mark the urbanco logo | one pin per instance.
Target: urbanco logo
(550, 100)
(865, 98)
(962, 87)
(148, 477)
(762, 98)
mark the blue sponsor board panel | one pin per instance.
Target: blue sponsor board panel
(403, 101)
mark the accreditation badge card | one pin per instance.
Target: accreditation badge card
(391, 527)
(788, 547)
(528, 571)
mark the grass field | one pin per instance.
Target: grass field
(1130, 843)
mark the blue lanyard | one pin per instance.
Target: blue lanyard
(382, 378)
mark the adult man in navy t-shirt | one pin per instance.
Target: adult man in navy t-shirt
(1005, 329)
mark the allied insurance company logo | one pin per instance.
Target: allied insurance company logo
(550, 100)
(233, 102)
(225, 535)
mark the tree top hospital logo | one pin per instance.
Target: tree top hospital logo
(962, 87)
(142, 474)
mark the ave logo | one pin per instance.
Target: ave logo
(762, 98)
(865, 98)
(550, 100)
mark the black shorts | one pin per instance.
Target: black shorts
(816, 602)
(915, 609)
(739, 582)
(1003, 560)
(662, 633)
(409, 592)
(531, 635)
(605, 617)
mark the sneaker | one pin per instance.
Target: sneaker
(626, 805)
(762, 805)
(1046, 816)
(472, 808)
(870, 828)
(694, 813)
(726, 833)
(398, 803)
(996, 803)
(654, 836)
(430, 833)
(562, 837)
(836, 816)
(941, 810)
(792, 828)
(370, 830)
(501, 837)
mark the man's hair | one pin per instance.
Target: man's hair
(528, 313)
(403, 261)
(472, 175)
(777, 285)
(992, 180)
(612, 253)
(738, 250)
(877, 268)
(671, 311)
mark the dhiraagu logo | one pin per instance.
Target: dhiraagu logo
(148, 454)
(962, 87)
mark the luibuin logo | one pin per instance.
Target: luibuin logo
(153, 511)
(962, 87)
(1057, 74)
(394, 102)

------

▶ [TASK STATEMENT]:
Quote, without alteration, the final stretch of the entries: the line with "Target: dhiraagu logo" onward to the last line.

▶ [RESPONSE]:
Target: dhiraagu logo
(148, 454)
(962, 87)
mark the luibuin logo | one pin per instance.
Target: luibuin logo
(153, 511)
(962, 87)
(1057, 74)
(394, 102)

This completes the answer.